§ DOCUMENT EXCERPT:
When the user starts pressing the pedal 111 by foot in operation S210, the pedal 111 rotates clockwise, and the pedal sensor 113 detects whether the pedal 111 is pressed, and transmits the detection result to the control unit 140. Thereafter, the control unit 140 determines in operation S220-1 whether regenerative braking works and controls the second valve part 134 to be open in operation S220-2 when the regenerative braking does not work or to be closed in operation S220-3 when the regenerative braking works. The method of determining whether the regenerative braking works, which has been described above, may be applied to a method of determining whether the regenerative braking works as it is, and thus, a description thereof is omitted.

When the regenerative braking does not work, the second valve part 134 is open, and then, air in the pneumatic line system 132 moves towards the hydraulic power assistance part 135, and accordingly, an oil pressure acts on the friction block 131b so that the friction block 131b presses the brake wheel 131a to achieve a braking work. In this case, initial braking of the brake system according to the modified embodiment is achieved. That is, the initial braking in the modified embodiment, i.e., braking until the lower surface of the pedal 111 contacts the end part of the valve opening/closing part 112 after the pedal 111 is pressed, is achieved by the regenerative braking or friction braking due to the open of the second valve part 134.

When the user further keeps pressing the pedal 111, as shown in FIG. 5B, the lower surface of the pedal 111 and the end part of the valve opening/closing part 112 contact each other so that the first valve part 133 is completely ready to be open. This state is a state where the first valve part 133 is completely ready to be open since a stroke amount of the pedal 111 corresponds to the predetermined distance d.

When the user further keeps pressing the pedal 111 in this state, if an operation of the manipulation part 110′ exceeds a predetermined state (i.e., if a stroke amount of the pedal 111 exceeds the predetermined distance d (referring to FIGS. 5C and 5D)), the valve opening/closing part 112 is pressed by the pedal 111 and moves downwards, and accordingly, the operation part 133a of the first valve part 133 also moves downwards to thereby open the first valve part 133 in operation S230.

When the first valve part 133 is open, compressed air in the first pneumatic line 132b_1 moves towards the hydraulic power assistance part 135, and accordingly, an oil pressure additionally acts on the friction block 131b of the friction working part 131 so that the friction block 131b presses and rubs against the brake wheel 131a to achieve a braking work.

FIG. 5C shows a case where the first valve part 133 starts to be open, and FIG. 5D shows a case where the pedal 111 is maximally pressed and the first and second valve parts 133 and 134 are maximally open.

§ TASK BRIEF:
List every operation number, the labels beginning with "S", that the brake system excerpt above mentions.

§ EXTRACTED RECORDS:
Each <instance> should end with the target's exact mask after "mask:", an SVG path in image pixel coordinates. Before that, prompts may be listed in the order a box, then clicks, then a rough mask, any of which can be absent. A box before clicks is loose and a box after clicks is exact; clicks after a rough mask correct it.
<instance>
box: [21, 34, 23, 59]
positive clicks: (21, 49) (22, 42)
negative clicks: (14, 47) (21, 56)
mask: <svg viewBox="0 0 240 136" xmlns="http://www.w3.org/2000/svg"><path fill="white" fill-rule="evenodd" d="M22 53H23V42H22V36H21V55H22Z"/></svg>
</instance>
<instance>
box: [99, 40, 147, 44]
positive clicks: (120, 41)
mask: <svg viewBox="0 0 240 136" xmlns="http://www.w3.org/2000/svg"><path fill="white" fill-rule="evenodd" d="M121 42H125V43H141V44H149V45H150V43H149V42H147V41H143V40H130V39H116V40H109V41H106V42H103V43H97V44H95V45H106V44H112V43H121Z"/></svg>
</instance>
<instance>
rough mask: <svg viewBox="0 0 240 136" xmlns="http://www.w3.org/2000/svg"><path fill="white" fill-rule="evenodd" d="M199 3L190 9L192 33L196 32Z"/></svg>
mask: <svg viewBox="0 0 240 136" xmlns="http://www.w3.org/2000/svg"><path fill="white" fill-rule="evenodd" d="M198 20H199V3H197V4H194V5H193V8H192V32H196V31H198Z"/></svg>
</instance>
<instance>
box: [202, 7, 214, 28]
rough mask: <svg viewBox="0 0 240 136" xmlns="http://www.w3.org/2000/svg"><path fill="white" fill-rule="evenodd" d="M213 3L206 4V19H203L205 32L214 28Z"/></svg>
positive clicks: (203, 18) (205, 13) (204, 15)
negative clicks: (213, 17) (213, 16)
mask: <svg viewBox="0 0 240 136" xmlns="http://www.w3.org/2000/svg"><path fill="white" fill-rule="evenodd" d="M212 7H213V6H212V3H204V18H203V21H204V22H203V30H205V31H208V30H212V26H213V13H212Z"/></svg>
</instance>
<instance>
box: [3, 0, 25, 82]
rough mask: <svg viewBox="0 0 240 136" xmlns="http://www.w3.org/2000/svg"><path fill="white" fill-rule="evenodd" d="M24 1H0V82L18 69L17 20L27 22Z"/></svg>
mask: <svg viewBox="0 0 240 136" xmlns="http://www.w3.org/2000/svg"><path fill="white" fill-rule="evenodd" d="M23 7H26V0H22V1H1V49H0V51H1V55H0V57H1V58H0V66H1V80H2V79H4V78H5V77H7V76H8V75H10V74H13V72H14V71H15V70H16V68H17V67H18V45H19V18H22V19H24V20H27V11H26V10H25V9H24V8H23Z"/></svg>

§ EXERCISE OUTPUT:
S210, S220-1, S220-2, S220-3, S230